Задания:
1) В каком году Мария Шостакович, по ее словам в интервью, впервые приехала в Москву?
2) Продолжите интервью с Марией Шостакович после его последнего предложения.

Отрывок:
++++

Мария Шостакович: Я простой человек, я – с народом

Внучка композитора с мировым именем и дочь не менее известного дирижера Мария Шостакович рассказала в интервью «Городу 812» о равнодушии к светской жизни, о том, почему в детстве ее называли Маугли, и почему она не стала делать карьеру в Америке.

 

СПРАВКА

Дмитрий Дмитриевич Шостакович (1906 —1975) — советский композитор, автор 15 симфоний и 15 квартетов, шести концертов, двух опер, оперетты, трех балетов, музыки для кинофильмов и спектаклей. Народный артист СССР, Герой Социалистического Труда.

Максим Дмитриевич Шостакович (род. 1938) ― советский, американский и российский дирижер. В 1981 году не вернулся в СССР из гастролей по Германии, жил в США. В 1997 году вместе с семьей вернулся в Россию.

Мария Максимовна Шостакович родилась в 1991 году в США.

.

Я так долго жила в России, что в Америке уже всегда буду иммигрантом

– Ваша семья переехала в Россию из США в девяностых. Помните свои первые впечатления?

– Мне было четыре года, когда впервые приехала в Москву в 1994 году. Не помню, какой это был аэропорт – то ли Внуково, то ли Домодедово, – но запомнились напряженная суета, мрачность и много разбитого стекла на полу. Оно было повсюду, пока мы шли до машины. И еще запах гари и бензина на морозе. В Америке мы жили на природе, и, сами понимаете, такого там не было.

Лето я провела на даче у бабушки, маминой мамы, в деревне в Ивановской области, там недалеко Владимир, Плес. Это была потрясающая деревня, я ее часто вижу в своих снах. Помню, тогда в ней было еще двадцать коров, а общее стадо с соседними поселениями было по-настоящему большое. Еще были живы герои войны, на их избах были красные звезды.

++++

Фрагмент источника:
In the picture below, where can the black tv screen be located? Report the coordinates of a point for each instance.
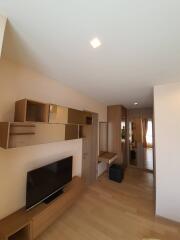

++++

Ответы к заданиям:
1) В 1994 году, когда ей было четыре года.

2)
Впоследствии каждое лето – с конца мая по сентябрь – проводила в этой деревне и могу гордиться тем, что знаю, как работать на сенокосе.

До этого куры, коровы, козы казались мне сказочными персонажами, а в деревне столкнулась с ними по-настоящему. До сих пор я езжу туда абсолютно каждый год – без деревни нельзя. А корова там теперь только одна на всю округу, и та не в моей деревне.

– В Штаты больше не возвращались?

– Каждый год ездили на Пасху.

Из Коннектикута мы переехали в Джорджьявилл, в русскую деревню при православном монастыре. Мои родители глубоко верующие люди.

– Вам это передалось?

– В отличие от них, я менее церковный человек, но на все важные православные праздники я хожу  храм.

– Не жалели, что переехали в Россию?

– Знаете, сначала были какие-то проблемы, которых, я думала, не могло бы быть в Америке, но сегодня не жалею.

В России у меня были прекрасное детство, школа, друзья. Чем старше становилась, тем больше было желание реализовать себя, и казалось, что в Америке это получится лучше. Но пожив там несколько раз за эти годы, поняла, что в действительности там было бы сложнее. Здесь проще. Я так долго жила в России, что в Америке я уже всегда буду иммигрантом, а это не моя роль.

  • На отдыхе с отцом. 1993 г.

До тринадцати лет не гуляла по улице одна ни разу

– Как получилось, что из Москвы ваша семья переехала в Петербург?

– В Москве мы прожили недолго. Я ходила в подготовительное отделение школы, учила русский язык, хотя знала его, так как дома, в Америке, все говорили только по-русски. Родители, как я понимаю, хотели, чтобы их дети оставались русскими.

Решение о переезде в Петербург принял отец. Он говорил, что это было завещание деда, тот тоже был петербуржцем. Он решил продолжить эту традицию.

Спустя годы стала понимать, что решение о возвращении в Россию было для родителей непростым, но они не могли иначе. Они могли приехать и позже, но считали, что нельзя спокойно наблюдать из Америки, что тут происходит. Поэтому решили приехать и помочь.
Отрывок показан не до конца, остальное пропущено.